### Study material ###
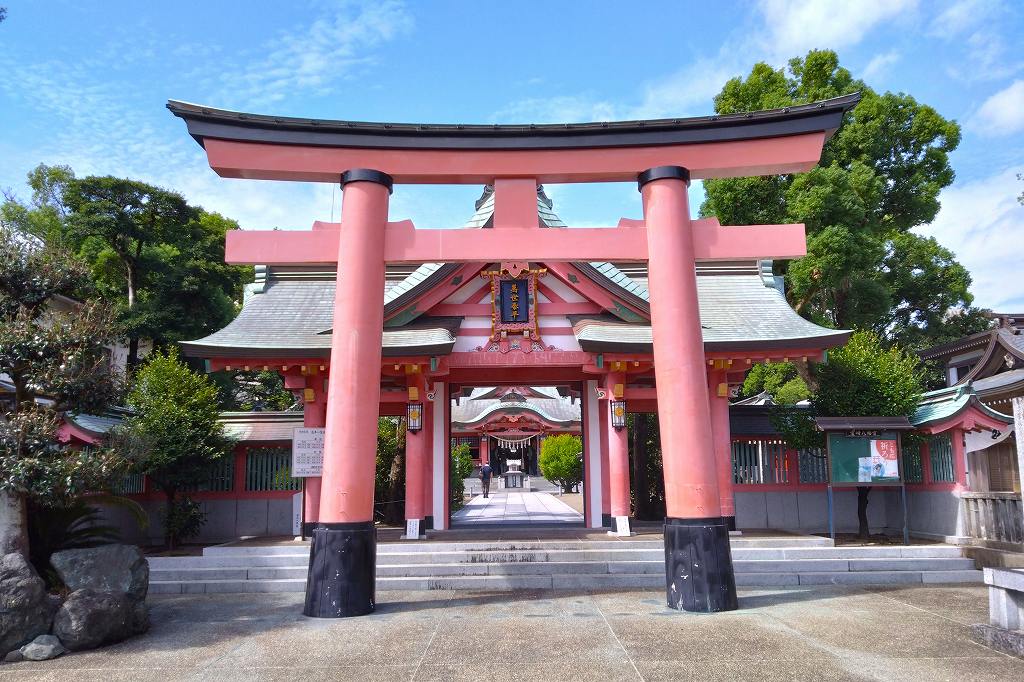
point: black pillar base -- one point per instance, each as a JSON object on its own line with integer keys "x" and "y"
{"x": 698, "y": 565}
{"x": 342, "y": 570}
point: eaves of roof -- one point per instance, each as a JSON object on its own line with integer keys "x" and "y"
{"x": 206, "y": 122}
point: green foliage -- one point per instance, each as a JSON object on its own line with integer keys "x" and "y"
{"x": 389, "y": 487}
{"x": 183, "y": 518}
{"x": 864, "y": 378}
{"x": 74, "y": 525}
{"x": 880, "y": 176}
{"x": 54, "y": 356}
{"x": 561, "y": 461}
{"x": 460, "y": 470}
{"x": 158, "y": 260}
{"x": 173, "y": 435}
{"x": 248, "y": 391}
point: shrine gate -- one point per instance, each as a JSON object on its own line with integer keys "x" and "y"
{"x": 641, "y": 346}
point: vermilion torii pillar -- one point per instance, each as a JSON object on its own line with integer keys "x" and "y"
{"x": 698, "y": 565}
{"x": 343, "y": 553}
{"x": 619, "y": 459}
{"x": 660, "y": 155}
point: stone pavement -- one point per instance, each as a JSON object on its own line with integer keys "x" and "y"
{"x": 510, "y": 508}
{"x": 836, "y": 633}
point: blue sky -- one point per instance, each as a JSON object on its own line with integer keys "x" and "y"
{"x": 85, "y": 84}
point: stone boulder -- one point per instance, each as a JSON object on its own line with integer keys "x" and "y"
{"x": 108, "y": 567}
{"x": 43, "y": 647}
{"x": 25, "y": 609}
{"x": 91, "y": 617}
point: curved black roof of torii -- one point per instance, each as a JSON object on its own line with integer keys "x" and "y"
{"x": 206, "y": 122}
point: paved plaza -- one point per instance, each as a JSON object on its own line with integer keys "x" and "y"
{"x": 510, "y": 508}
{"x": 827, "y": 633}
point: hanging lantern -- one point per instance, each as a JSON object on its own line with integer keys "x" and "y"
{"x": 619, "y": 414}
{"x": 414, "y": 412}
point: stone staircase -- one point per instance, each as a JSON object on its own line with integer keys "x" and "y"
{"x": 561, "y": 564}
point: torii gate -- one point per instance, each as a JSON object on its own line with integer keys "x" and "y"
{"x": 662, "y": 156}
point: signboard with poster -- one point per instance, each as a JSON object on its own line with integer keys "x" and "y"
{"x": 307, "y": 452}
{"x": 864, "y": 453}
{"x": 871, "y": 459}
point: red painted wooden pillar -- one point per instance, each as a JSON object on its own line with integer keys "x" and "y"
{"x": 604, "y": 425}
{"x": 721, "y": 432}
{"x": 417, "y": 452}
{"x": 343, "y": 555}
{"x": 619, "y": 460}
{"x": 698, "y": 565}
{"x": 313, "y": 416}
{"x": 428, "y": 464}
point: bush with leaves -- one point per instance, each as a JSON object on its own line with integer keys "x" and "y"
{"x": 864, "y": 378}
{"x": 461, "y": 469}
{"x": 173, "y": 435}
{"x": 561, "y": 461}
{"x": 53, "y": 351}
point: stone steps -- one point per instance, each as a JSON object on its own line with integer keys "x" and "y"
{"x": 561, "y": 564}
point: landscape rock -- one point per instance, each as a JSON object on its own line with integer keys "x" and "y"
{"x": 91, "y": 617}
{"x": 108, "y": 567}
{"x": 43, "y": 647}
{"x": 25, "y": 609}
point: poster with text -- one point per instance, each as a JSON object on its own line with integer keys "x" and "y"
{"x": 885, "y": 460}
{"x": 307, "y": 452}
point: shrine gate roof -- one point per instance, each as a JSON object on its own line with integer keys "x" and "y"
{"x": 206, "y": 122}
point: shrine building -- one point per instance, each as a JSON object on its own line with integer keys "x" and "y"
{"x": 373, "y": 316}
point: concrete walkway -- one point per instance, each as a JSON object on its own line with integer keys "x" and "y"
{"x": 826, "y": 633}
{"x": 509, "y": 508}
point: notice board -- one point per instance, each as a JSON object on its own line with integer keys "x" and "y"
{"x": 864, "y": 458}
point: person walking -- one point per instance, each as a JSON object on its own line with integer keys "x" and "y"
{"x": 485, "y": 478}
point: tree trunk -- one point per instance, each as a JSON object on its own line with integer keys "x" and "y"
{"x": 169, "y": 510}
{"x": 13, "y": 524}
{"x": 862, "y": 493}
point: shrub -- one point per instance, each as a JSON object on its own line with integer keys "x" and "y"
{"x": 561, "y": 461}
{"x": 462, "y": 468}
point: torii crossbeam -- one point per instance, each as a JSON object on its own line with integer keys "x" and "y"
{"x": 662, "y": 156}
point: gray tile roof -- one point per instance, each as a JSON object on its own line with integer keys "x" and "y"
{"x": 290, "y": 313}
{"x": 260, "y": 426}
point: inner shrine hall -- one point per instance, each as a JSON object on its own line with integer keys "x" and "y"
{"x": 373, "y": 316}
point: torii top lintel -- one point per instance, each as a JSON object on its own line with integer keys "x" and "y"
{"x": 247, "y": 145}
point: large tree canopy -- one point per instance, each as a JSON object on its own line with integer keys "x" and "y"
{"x": 159, "y": 260}
{"x": 879, "y": 178}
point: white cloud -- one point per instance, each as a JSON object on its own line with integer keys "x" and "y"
{"x": 1003, "y": 114}
{"x": 983, "y": 224}
{"x": 314, "y": 58}
{"x": 962, "y": 16}
{"x": 880, "y": 65}
{"x": 794, "y": 28}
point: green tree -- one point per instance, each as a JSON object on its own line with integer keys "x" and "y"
{"x": 864, "y": 378}
{"x": 52, "y": 350}
{"x": 173, "y": 435}
{"x": 389, "y": 493}
{"x": 561, "y": 461}
{"x": 461, "y": 469}
{"x": 880, "y": 176}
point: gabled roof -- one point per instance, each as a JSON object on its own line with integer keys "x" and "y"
{"x": 947, "y": 403}
{"x": 289, "y": 313}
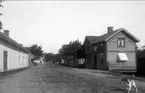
###
=== Work required ===
Reproduce every entry word for word, but omit the pictures.

=== Result ===
point: black pillar base -- one point per instance, each as a JSON object on its own line with integer keys "x" and "y"
{"x": 698, "y": 565}
{"x": 342, "y": 570}
point: eaves of roof -- one point per instance, each as a JSON object on its own line with integer keys "x" and "y"
{"x": 206, "y": 122}
point: green foliage -- one point per instance, each as a JSON object on its own line with integer keys "x" and "y"
{"x": 389, "y": 487}
{"x": 183, "y": 518}
{"x": 864, "y": 378}
{"x": 74, "y": 525}
{"x": 880, "y": 176}
{"x": 54, "y": 356}
{"x": 561, "y": 461}
{"x": 460, "y": 470}
{"x": 158, "y": 260}
{"x": 173, "y": 435}
{"x": 248, "y": 391}
point: shrine gate -- one point per instance, each as a JSON object on its own line with integer keys "x" and "y"
{"x": 641, "y": 346}
point: vermilion torii pillar -- one point per instance, each as a JSON object on its own line with integer keys "x" and "y"
{"x": 698, "y": 565}
{"x": 343, "y": 553}
{"x": 619, "y": 459}
{"x": 660, "y": 155}
point: stone pavement -- one point per instance, each as a JSON object on its own line with integer keys "x" and "y"
{"x": 510, "y": 508}
{"x": 836, "y": 633}
point: blue sky -- one point per instance, each as a JSON object on its own line with integer keys "x" and "y"
{"x": 85, "y": 84}
point: stone boulder -- one point per instance, each as a JSON object on its own line with integer keys "x" and "y"
{"x": 108, "y": 567}
{"x": 43, "y": 647}
{"x": 25, "y": 609}
{"x": 91, "y": 617}
point: curved black roof of torii -- one point per instance, each as a JSON object on its own line with integer keys "x" and "y"
{"x": 206, "y": 122}
point: paved plaza -- one point per instance, each as a JSON object on its own line with integer keys "x" and "y"
{"x": 510, "y": 508}
{"x": 827, "y": 633}
point: hanging lantern -- one point per instance, each as a JSON object on its own line with integer keys "x" and "y"
{"x": 619, "y": 414}
{"x": 414, "y": 412}
point: stone staircase -- one point per instance, each as a JSON object on its own line with integer keys "x" and "y"
{"x": 561, "y": 564}
point: torii gate -- one point per instance, each as a JSON object on its own line with integer keys "x" and "y"
{"x": 662, "y": 156}
point: signboard with poster -- one point per instance, each as a JSON object on its own line with integer keys "x" and "y"
{"x": 307, "y": 452}
{"x": 864, "y": 453}
{"x": 871, "y": 459}
point: red painted wooden pillar -- one point per instance, each as a JSON object on its own line with integer keys "x" and "y"
{"x": 604, "y": 425}
{"x": 721, "y": 432}
{"x": 417, "y": 452}
{"x": 343, "y": 555}
{"x": 619, "y": 460}
{"x": 698, "y": 565}
{"x": 313, "y": 416}
{"x": 428, "y": 464}
point: bush with leaves -- one point per instance, each as a JSON object on its own line with integer keys "x" and "y"
{"x": 864, "y": 378}
{"x": 461, "y": 469}
{"x": 173, "y": 435}
{"x": 561, "y": 461}
{"x": 53, "y": 351}
point: stone steps -- one point per instance, each as a JSON object on its own line with integer keys "x" and "y"
{"x": 561, "y": 564}
point: landscape rock -- one point per instance, each as a JSON object on its own line with integer keys "x" and "y"
{"x": 91, "y": 617}
{"x": 108, "y": 567}
{"x": 43, "y": 647}
{"x": 25, "y": 609}
point: poster with text -- one point per instance, each as a JSON object on its own line with integer keys "x" and "y"
{"x": 885, "y": 460}
{"x": 307, "y": 452}
point: shrine gate roof -- one point per instance, each as a JSON object on its own line with integer keys "x" and "y"
{"x": 206, "y": 122}
point: shrine building -- one point per instance, each as a JSON object on its own line with integer keys "x" and "y"
{"x": 373, "y": 316}
point: concrete walkway -- one point per instance, each as a JSON object on its own line with integer keys "x" and "y"
{"x": 826, "y": 633}
{"x": 509, "y": 508}
point: notice board -- one point per instance, each as a JSON object on its own line with integer keys "x" and "y"
{"x": 864, "y": 458}
point: person walking -- one point per instance, each as a JSON object on its own line with integer keys "x" and "y"
{"x": 485, "y": 478}
point: tree trunk -- one point per instance, each as a JSON object on its own line with integer keys "x" and "y"
{"x": 169, "y": 510}
{"x": 13, "y": 524}
{"x": 862, "y": 493}
point: shrub -- one point per instance, each as a JSON object on its own line with integer keys "x" and "y"
{"x": 561, "y": 461}
{"x": 462, "y": 468}
point: torii crossbeam -- one point per instance, each as a JSON object on its own line with integer keys "x" and "y"
{"x": 662, "y": 156}
point: gray tile roof -- one point per instance, each as a JSON object on its own line with integer keys "x" and "y"
{"x": 290, "y": 313}
{"x": 260, "y": 426}
point: inner shrine hall -- one point per instance, each as a JSON object on its own line with integer keys "x" and "y"
{"x": 373, "y": 316}
point: torii top lintel -- one point per instance, each as a JSON object on its own line with integer keys "x" and "y"
{"x": 247, "y": 145}
point: large tree canopy -- one point per instance, each as a JSON object on its own line with integer keys "x" and "y"
{"x": 159, "y": 260}
{"x": 879, "y": 178}
point: white cloud -- one point per instance, each as a JSON object on its own line with integer keys "x" and "y"
{"x": 1003, "y": 114}
{"x": 983, "y": 224}
{"x": 314, "y": 58}
{"x": 962, "y": 16}
{"x": 880, "y": 65}
{"x": 794, "y": 28}
point: green tree -- one point per instance, each as a JSON object on its own line with integer keys "x" and "y"
{"x": 864, "y": 378}
{"x": 52, "y": 350}
{"x": 173, "y": 435}
{"x": 389, "y": 493}
{"x": 561, "y": 461}
{"x": 461, "y": 469}
{"x": 880, "y": 176}
point: gabled roof -- one point per instance, each as a JSON object on its own line with integer keys "x" and "y"
{"x": 947, "y": 403}
{"x": 289, "y": 313}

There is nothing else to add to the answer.